Brief:
Transcribe the listing word for word.

Task data:
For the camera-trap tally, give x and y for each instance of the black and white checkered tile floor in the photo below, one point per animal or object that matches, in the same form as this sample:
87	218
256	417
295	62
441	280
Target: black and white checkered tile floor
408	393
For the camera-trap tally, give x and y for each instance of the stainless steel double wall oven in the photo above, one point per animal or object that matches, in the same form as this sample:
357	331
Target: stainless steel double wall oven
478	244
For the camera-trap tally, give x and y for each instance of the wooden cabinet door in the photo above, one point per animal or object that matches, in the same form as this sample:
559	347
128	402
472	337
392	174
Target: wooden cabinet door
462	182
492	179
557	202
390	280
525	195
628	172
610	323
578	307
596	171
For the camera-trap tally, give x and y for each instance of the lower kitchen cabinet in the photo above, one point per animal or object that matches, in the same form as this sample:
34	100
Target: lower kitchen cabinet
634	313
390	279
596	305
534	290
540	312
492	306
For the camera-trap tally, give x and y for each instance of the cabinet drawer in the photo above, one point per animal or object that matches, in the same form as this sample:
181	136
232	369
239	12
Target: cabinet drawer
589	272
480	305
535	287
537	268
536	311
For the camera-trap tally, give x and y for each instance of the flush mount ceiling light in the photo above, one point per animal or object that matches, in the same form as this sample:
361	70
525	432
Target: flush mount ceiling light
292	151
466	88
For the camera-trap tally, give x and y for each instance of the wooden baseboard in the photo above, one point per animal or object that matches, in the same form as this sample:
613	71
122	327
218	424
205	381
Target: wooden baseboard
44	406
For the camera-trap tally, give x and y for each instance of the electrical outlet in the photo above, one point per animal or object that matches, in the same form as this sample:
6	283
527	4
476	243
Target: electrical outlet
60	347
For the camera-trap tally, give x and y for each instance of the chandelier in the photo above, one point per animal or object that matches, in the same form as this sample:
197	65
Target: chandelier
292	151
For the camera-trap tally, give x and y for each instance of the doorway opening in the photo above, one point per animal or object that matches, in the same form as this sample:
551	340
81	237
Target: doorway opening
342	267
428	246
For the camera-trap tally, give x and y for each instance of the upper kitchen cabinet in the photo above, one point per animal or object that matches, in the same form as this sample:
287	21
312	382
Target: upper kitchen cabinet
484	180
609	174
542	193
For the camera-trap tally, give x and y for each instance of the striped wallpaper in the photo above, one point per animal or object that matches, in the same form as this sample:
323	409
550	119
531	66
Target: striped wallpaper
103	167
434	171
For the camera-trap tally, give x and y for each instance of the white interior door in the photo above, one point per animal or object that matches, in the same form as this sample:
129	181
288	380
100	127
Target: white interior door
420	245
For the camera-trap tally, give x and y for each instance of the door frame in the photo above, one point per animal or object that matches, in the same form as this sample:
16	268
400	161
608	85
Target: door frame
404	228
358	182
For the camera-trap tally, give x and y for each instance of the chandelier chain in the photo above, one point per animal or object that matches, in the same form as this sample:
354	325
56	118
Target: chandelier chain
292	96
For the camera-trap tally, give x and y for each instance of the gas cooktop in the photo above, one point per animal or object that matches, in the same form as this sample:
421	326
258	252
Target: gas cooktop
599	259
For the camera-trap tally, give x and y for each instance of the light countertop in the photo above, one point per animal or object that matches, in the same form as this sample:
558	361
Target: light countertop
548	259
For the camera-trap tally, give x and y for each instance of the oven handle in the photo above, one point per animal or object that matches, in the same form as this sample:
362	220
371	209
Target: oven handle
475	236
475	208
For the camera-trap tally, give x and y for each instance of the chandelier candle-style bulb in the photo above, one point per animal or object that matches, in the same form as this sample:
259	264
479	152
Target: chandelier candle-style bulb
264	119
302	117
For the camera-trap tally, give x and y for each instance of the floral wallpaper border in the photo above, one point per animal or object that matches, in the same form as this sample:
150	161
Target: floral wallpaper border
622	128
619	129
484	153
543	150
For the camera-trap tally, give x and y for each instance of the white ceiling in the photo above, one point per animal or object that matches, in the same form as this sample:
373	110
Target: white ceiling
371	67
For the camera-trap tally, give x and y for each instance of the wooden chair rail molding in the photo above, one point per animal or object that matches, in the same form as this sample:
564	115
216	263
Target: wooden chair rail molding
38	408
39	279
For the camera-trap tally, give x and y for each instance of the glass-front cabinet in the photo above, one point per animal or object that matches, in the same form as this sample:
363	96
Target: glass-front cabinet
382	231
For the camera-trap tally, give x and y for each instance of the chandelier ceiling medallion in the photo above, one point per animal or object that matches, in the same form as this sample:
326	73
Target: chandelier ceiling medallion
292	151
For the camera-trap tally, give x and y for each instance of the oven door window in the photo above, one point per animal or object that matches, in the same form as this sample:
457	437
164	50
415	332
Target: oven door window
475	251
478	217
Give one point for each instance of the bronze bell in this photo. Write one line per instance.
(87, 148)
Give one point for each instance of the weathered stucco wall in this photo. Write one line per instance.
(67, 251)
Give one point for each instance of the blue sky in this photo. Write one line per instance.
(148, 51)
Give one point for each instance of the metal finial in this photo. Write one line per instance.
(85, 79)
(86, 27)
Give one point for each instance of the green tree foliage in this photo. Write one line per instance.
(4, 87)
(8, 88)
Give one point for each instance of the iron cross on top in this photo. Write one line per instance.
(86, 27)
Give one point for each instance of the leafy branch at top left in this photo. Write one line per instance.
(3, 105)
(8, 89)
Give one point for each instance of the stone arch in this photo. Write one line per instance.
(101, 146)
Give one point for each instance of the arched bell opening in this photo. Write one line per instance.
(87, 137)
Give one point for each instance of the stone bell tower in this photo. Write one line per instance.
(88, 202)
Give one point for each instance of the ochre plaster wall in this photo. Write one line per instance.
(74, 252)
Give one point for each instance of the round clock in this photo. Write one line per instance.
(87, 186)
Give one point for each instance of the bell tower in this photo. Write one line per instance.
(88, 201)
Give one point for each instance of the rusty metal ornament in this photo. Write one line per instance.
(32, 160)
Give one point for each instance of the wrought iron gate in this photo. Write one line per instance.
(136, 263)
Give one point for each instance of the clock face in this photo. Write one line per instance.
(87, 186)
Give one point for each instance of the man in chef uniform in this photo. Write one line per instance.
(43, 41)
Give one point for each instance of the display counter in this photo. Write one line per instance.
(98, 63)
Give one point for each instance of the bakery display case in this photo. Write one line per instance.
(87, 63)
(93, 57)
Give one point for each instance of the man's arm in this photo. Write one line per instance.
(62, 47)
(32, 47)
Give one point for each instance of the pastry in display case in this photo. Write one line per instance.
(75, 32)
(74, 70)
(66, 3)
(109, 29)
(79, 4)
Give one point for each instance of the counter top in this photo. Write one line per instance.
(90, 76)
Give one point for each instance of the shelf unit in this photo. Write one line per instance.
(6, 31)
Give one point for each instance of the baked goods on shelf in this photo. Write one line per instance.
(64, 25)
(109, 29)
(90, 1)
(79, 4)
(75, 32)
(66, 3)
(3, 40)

The answer:
For the camera-trap tally, give x and y for each instance of the black and white checkered tile floor in the photo below, one point per animal or object that matches, in the same form as this sample:
87	218
256	417
295	62
441	280
Target: black and white checkered tile floor
408	393
For the camera-trap tally, give x and y for each instance of the stainless steel double wall oven in the photo above, one point per animal or object that matches, in the same form as this sample:
357	331
Target: stainless steel double wall oven
478	244
For the camera-trap tally, give x and y for each instance of the wooden cabinet door in the photo above, one point per animal or object that matches, in the same form as this sample:
559	347
128	402
472	337
392	174
Target: wooden cabinet door
462	182
492	179
557	202
390	280
525	195
628	172
610	323
578	307
596	171
For the camera-trap tally, give x and y for each instance of the lower kitchen cabinet in the photo above, one point per animal or object that matches, in the same form as this sample:
34	100
Target: lower kitchen cabinet
634	313
390	279
596	305
534	290
540	312
492	306
For the camera-trap tally, give x and y for each instance of the cabinet drawer in the photo above, one point per animal or object that matches, in the same form as this sample:
181	136
232	369
239	12
Target: cabinet drawer
589	272
480	305
535	287
537	268
536	311
For the camera-trap tally, give x and y for each instance of the flush mount ceiling light in the photo above, one point per animal or object that matches, in the same form as this sample:
361	70
525	432
Target: flush mount ceiling light
292	151
466	88
For the camera-trap tally, give x and y for each instance of the wooden baseboard in the photo above, one point per animal or object that matches, in the same form as this sample:
613	71
122	327
218	424
205	381
Target: wooden baseboard
44	406
For the camera-trap tally, give x and y for each instance of the electrical outlet in the photo above, one point per animal or object that matches, in the same form as this sample:
6	283
527	4
476	243
Target: electrical outlet
60	347
For the camera-trap tally, give x and y for each instance of the chandelier in the photo above, one point per animal or object that matches, in the same form as this sample:
197	65
Target: chandelier
292	151
For the camera-trap tally, give x and y for each instance of the doorway opening in the photo above, one point per animal or object that matches, in the same form as this sample:
551	340
81	237
Target: doorway opening
342	267
428	246
For the camera-trap tally, give x and y for each instance of the upper kitchen cabinet in the photo above, one point per animal or object that matches, in the same form as this sample:
287	21
312	382
Target: upper kitchen cabinet
484	180
609	174
542	193
For the camera-trap tally, give x and y for each instance of the striped wallpaper in the photo above, one point per animal or object that matches, in the same form as this sample:
323	409
550	119
531	66
Target: striped wallpaper
103	167
434	171
For the camera-trap tally, give x and y for each instance of the white interior door in the photo above, one point per animal or object that matches, in the same form as this sample:
129	181
288	380
100	127
Target: white interior door
420	245
For the camera-trap tally, give x and y for each instance of the door frame in the photo above, one point per animal or object that matches, in the same form as this sample:
16	268
400	161
608	85
Target: door frame
404	228
358	182
For the camera-trap tally, give x and y for each instance of the chandelier chain in the photo above, one point per animal or object that matches, in the same form as this sample:
354	325
56	118
Target: chandelier chain
292	96
For the camera-trap tally, give x and y for each instance of the gas cooktop in the photo above, one point per animal or object that matches, in the same form as this sample:
421	326
258	252
Target: gas cooktop
599	259
For the camera-trap tally, give x and y for each instance of the light countertop in the photo above, one point per animal or object that matches, in the same form as this sample:
558	361
Target: light countertop
548	259
For the camera-trap tally, give x and y for each instance of the oven handle in the photo above, one point per animal or object that matches, in the same form as this sample:
362	220
371	209
Target: oven handle
475	236
475	208
For the camera-trap tally, give x and y for each instance of the chandelier candle-style bulb in the photo above, one point per animal or object that matches, in the same form as this sample:
259	264
479	152
Target: chandelier candle-style bulb
264	119
302	117
For the camera-trap tally, give x and y for each instance of the floral wallpaper border in the photo above, one point per animal or object that matches, in the same form as this sample:
150	161
Target: floral wallpaper border
622	128
619	129
484	153
543	150
For the camera-trap tally, give x and y for each instance of the white ceiling in the photo above, one point per animal or object that matches, in the same form as this sample:
373	110
Target: white ceiling
371	67
For the camera-trap tally, give x and y for each instance of the wooden chair rail molding in the photo above, one point per animal or object that matches, in the same form as this sample:
564	115
216	263
Target: wooden chair rail molding
38	408
39	279
For the camera-trap tally, give x and y for each instance of the glass-front cabinet in the photo above, one point per animal or object that matches, in the same form as this sample:
363	96
Target: glass-front cabinet
382	231
For the camera-trap tally, give x and y for each instance of the chandelier ceiling medallion in the photo above, one point per animal or object that matches, in the same form as this sample:
326	73
Target: chandelier ceiling medallion
292	151
For the camera-trap tally, give x and y for each instance of the oven door window in the photo above, one point per animal or object that matches, in the same form as this sample:
457	437
164	50
415	332
Target: oven door window
475	251
478	217
Give one point for each instance of the bronze bell in this photo. Write one line per instance.
(87, 148)
Give one point for each instance of the weathered stucco wall in this photo. Write one line per instance.
(67, 251)
Give one point for each instance of the blue sky in this photo. Write one line per instance.
(148, 51)
Give one point for each instance of the metal finial in this photo. Write one line per instance.
(85, 79)
(86, 27)
Give one point for each instance of the green tree foliage in this photo. Write one line per instance.
(4, 87)
(8, 88)
Give one point for each instance of the iron cross on top in this photo. Write one line per instance.
(86, 27)
Give one point for each instance of the leafy branch at top left in this photo. Write one line per instance.
(3, 105)
(8, 89)
Give one point for each instance of the stone arch in this photo. Write one line per instance.
(101, 146)
Give one point for each instance of the arched bell opening in this photo. Write one line per instance.
(87, 137)
Give one point for each instance of the stone bell tower in this photo. Write one line per instance.
(88, 202)
Give one point for each instance of the ochre plaster wall in this photo. Write one line per instance.
(74, 252)
Give one point for each instance of the round clock in this photo. Write one line per instance.
(87, 186)
Give one point for each instance of the bell tower in this photo. Write one line per instance.
(88, 201)
Give one point for each instance of the rusty metal ornament in this photo. Write one line per instance.
(32, 160)
Give one point for each instance of the wrought iron gate in this photo. Write one line per instance.
(136, 263)
Give one point for each instance of the clock face in this photo. Write one line per instance.
(87, 186)
Give one point for each instance of the man in chef uniform in this photo. Write one line per instance.
(43, 41)
Give one point for each instance of the display counter in this photo. Write one line per instance.
(98, 63)
Give one point for each instance of the bakery display case in this photo. Write one line per instance.
(87, 63)
(93, 57)
Give one point for each instance of the man's arm in this photo. Write one line per instance.
(62, 47)
(32, 47)
Give one point for each instance of the pastry in display case in this photo. Write one line per instance.
(75, 32)
(74, 70)
(66, 3)
(109, 29)
(79, 4)
Give one point for each instance of the counter top in this photo. Write one line per instance.
(90, 76)
Give one point for each instance of the shelf unit in this photo. Write one line per instance.
(6, 31)
Give one point for each instance of the baked goods on shelf in this photo. Write one line per instance.
(64, 25)
(109, 29)
(90, 1)
(79, 4)
(75, 32)
(66, 3)
(3, 40)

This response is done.